__EXERCISE PROMPT__
Please reproduce word for word the part of the forum thread on copying a folder between servers from "I am looking" to "as an example.".

__TEXT PASSAGE__
_ _ _ _
# Script to Copy Data



## bluem (Mar 1, 2006)

Hello,

I am looking for a script (.Bat) file to copy data from a directory on server A to another directory on server B.

For example copy the entire contens for MSSQL folder on the C Drive "C:\Program Files (x86)\Microsoft SQL Server\MSSQL.2\MSSQL" TO another direcotry called "SQL" on server with the following address 1.1.1.1 as an example.

Can someone assist?

Thanks,
b


----------



## Codiah (Sep 27, 2008)

Batch scripting automates task's so you need to have all the tools for the task... You can easy use Batch to automat it, but I would suggest using a small FTP server set to run as a background process on the server compueter...

then it would be as simple as using a batch and .DLL file to automate the entire task at the click of a button....
_ _ _ _
__DATA ENTRIES__
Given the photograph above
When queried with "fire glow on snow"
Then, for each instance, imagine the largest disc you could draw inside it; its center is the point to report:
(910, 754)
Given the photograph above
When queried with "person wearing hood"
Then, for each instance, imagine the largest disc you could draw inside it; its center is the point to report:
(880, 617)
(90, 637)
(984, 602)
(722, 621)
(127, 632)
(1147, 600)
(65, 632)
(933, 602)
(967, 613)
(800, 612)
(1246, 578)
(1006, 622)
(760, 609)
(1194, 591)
_ _ _ _
__RESULT FOR THIS TASK__
I am looking for a script (.Bat) file to copy data from a directory on server A to another directory on server B.

For example copy the entire contens for MSSQL folder on the C Drive "C:\Program Files (x86)\Microsoft SQL Server\MSSQL.2\MSSQL" TO another direcotry called "SQL" on server with the following address 1.1.1.1 as an example.